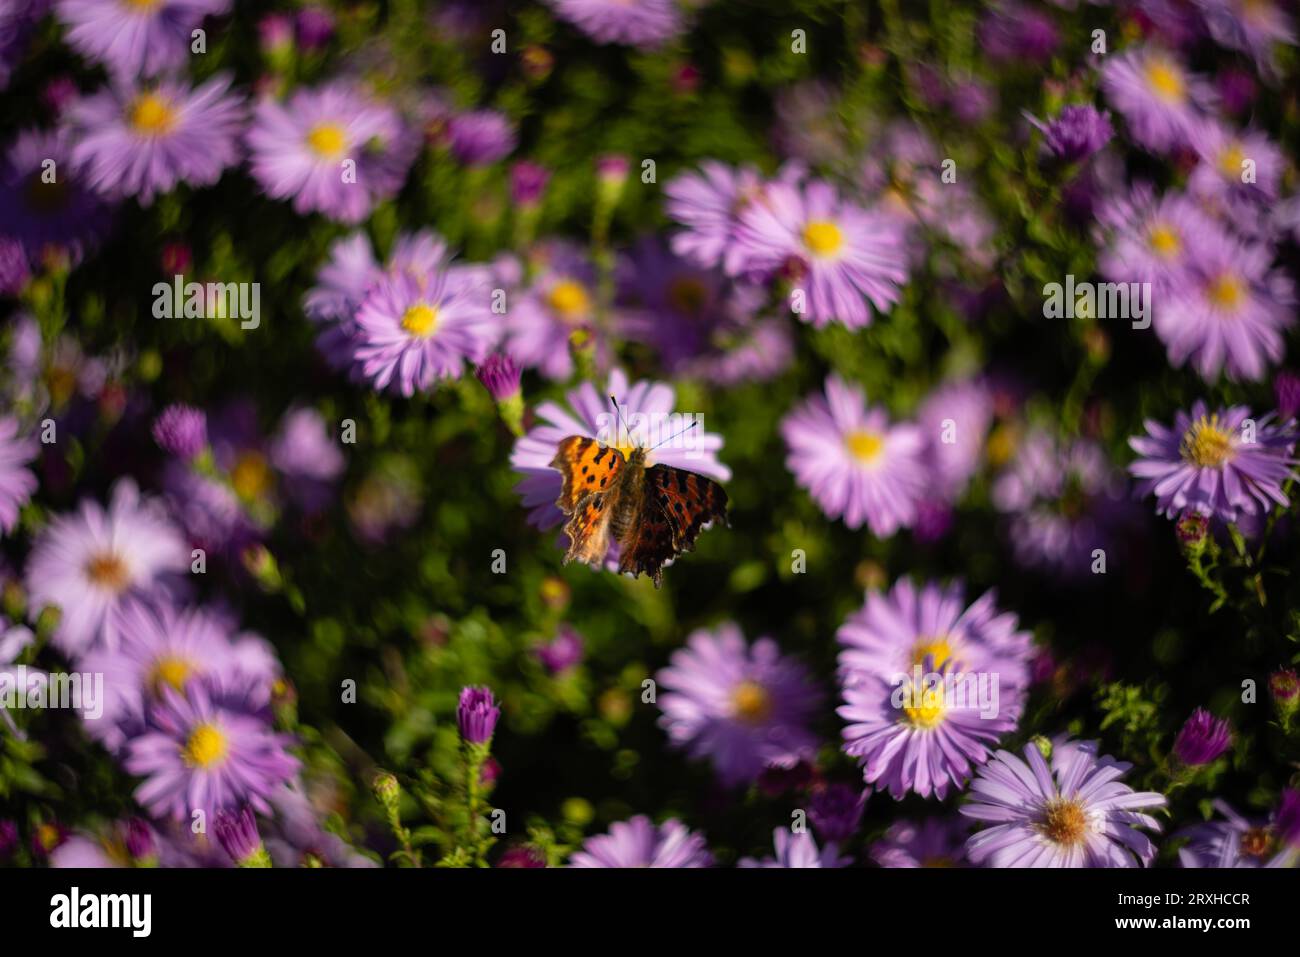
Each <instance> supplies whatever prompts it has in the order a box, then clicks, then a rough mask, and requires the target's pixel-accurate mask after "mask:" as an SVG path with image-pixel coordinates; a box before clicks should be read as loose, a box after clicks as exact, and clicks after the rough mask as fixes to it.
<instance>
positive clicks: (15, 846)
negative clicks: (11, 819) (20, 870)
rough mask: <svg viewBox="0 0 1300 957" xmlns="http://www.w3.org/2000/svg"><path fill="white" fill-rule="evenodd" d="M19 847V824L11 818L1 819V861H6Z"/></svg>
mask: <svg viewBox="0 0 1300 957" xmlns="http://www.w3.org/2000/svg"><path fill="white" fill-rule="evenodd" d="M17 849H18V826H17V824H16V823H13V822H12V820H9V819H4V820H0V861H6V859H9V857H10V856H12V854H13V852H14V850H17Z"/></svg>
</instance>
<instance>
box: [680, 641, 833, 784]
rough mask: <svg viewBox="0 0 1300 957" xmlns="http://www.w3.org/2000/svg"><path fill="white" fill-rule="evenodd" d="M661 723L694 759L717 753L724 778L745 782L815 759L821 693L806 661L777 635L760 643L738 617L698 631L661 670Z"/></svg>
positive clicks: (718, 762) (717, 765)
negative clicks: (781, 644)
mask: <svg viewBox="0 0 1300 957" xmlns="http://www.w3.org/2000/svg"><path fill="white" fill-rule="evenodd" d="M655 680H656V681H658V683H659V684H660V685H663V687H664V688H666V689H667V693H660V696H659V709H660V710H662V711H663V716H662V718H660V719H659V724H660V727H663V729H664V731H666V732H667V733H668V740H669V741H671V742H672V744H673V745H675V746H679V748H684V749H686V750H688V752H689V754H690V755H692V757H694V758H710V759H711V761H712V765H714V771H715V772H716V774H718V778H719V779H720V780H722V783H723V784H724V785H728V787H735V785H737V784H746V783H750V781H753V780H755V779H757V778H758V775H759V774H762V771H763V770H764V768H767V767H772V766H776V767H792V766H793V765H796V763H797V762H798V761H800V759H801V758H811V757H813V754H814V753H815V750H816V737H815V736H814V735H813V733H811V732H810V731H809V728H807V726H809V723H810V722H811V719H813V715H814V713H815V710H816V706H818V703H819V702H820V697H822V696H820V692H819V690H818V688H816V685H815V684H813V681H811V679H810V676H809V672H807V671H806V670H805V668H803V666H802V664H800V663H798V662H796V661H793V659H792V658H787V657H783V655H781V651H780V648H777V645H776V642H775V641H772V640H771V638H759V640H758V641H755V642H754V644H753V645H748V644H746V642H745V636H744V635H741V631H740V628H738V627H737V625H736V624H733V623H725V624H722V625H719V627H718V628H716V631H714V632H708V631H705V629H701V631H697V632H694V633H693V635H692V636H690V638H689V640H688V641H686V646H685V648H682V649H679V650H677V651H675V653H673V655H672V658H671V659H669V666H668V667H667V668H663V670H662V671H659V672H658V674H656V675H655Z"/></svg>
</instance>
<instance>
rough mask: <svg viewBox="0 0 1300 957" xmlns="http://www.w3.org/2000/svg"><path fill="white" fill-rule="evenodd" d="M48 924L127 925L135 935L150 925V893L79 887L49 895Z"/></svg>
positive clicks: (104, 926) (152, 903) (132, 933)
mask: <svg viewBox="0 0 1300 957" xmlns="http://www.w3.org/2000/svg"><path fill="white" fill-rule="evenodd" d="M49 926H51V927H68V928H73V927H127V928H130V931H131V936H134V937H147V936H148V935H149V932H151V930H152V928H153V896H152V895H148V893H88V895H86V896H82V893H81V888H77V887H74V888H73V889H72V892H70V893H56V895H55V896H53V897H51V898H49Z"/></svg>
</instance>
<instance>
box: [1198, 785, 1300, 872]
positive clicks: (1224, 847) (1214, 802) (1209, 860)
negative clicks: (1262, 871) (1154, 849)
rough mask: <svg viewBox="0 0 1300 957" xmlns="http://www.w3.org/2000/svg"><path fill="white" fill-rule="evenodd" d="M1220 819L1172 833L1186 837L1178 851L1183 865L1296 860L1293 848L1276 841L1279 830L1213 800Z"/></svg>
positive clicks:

Directions for this task: Transcribe all the material exactly; skip every image.

Expected answer:
Each <instance> supplies whatever prompts it has in the order a box, then clicks, then a rough mask, and requires the target's pixel-accurate mask after "mask:" as an SVG path with image-pixel coordinates; a box before clicks should be read as loose, a box after clicks as exact, and clicks after the rough mask as fixes to it.
<instance>
positive clicks: (15, 846)
negative clicks: (11, 819) (20, 870)
rough mask: <svg viewBox="0 0 1300 957" xmlns="http://www.w3.org/2000/svg"><path fill="white" fill-rule="evenodd" d="M19 847V824L11 818L1 819V861H6Z"/></svg>
mask: <svg viewBox="0 0 1300 957" xmlns="http://www.w3.org/2000/svg"><path fill="white" fill-rule="evenodd" d="M17 849H18V826H17V824H16V823H13V822H12V820H9V819H4V820H0V861H6V859H9V857H10V856H12V854H13V852H14V850H17Z"/></svg>
</instance>
<instance>
box: [680, 641, 833, 784]
rough mask: <svg viewBox="0 0 1300 957" xmlns="http://www.w3.org/2000/svg"><path fill="white" fill-rule="evenodd" d="M661 723L694 759L717 753L724 778L745 782L815 759L821 693L806 661L777 635L760 643L738 617L698 631L661 670Z"/></svg>
positive clicks: (718, 762) (717, 765)
negative clicks: (781, 644)
mask: <svg viewBox="0 0 1300 957" xmlns="http://www.w3.org/2000/svg"><path fill="white" fill-rule="evenodd" d="M655 680H656V681H658V683H659V684H660V685H663V687H664V688H666V689H667V693H660V696H659V709H660V710H662V711H663V716H662V718H660V719H659V724H660V727H663V729H664V731H666V732H667V733H668V740H669V741H671V742H672V744H673V745H675V746H679V748H684V749H686V750H688V752H689V754H690V755H692V757H694V758H710V759H711V761H712V765H714V771H715V772H716V774H718V778H719V779H720V780H722V783H723V784H724V785H728V787H735V785H737V784H746V783H750V781H753V780H755V779H757V778H758V775H759V774H762V771H763V770H764V768H767V767H772V766H776V767H792V766H793V765H796V763H797V762H798V761H800V759H801V758H811V757H813V754H814V753H815V750H816V737H815V736H814V735H813V733H811V732H810V731H809V728H807V726H809V723H810V722H811V719H813V715H814V713H815V710H816V706H818V703H819V702H820V697H822V696H820V692H819V690H818V688H816V685H815V684H813V681H811V679H810V676H809V672H807V671H806V670H805V668H803V666H802V664H800V663H798V662H796V661H793V659H792V658H787V657H783V655H781V651H780V648H777V645H776V642H775V641H772V640H771V638H759V640H758V641H755V642H754V644H753V645H748V644H746V642H745V636H744V635H741V631H740V628H738V627H737V625H736V624H733V623H725V624H722V625H719V627H718V628H716V631H714V632H708V631H705V629H701V631H697V632H694V633H693V635H692V636H690V638H689V640H688V641H686V646H685V648H682V649H679V650H677V651H675V653H673V655H672V658H671V659H669V666H668V667H667V668H663V670H662V671H659V672H658V674H656V675H655Z"/></svg>
</instance>
<instance>
rough mask: <svg viewBox="0 0 1300 957" xmlns="http://www.w3.org/2000/svg"><path fill="white" fill-rule="evenodd" d="M48 924L127 925L135 935L150 925V893L79 887L49 895Z"/></svg>
positive clicks: (104, 926) (152, 903) (132, 933)
mask: <svg viewBox="0 0 1300 957" xmlns="http://www.w3.org/2000/svg"><path fill="white" fill-rule="evenodd" d="M49 926H51V927H68V928H73V927H127V928H130V931H131V936H134V937H147V936H148V935H149V932H151V930H152V928H153V896H152V895H148V893H88V895H86V896H82V893H81V888H77V887H74V888H73V889H72V892H70V893H56V895H55V896H53V897H51V898H49Z"/></svg>
</instance>
<instance>
box: [1198, 785, 1300, 872]
positive clicks: (1224, 847) (1214, 802) (1209, 860)
negative clicks: (1262, 871) (1154, 849)
rough mask: <svg viewBox="0 0 1300 957" xmlns="http://www.w3.org/2000/svg"><path fill="white" fill-rule="evenodd" d="M1220 819L1172 833L1186 837L1178 851L1183 865L1296 860L1293 848L1276 841L1279 830L1213 800Z"/></svg>
positive clicks:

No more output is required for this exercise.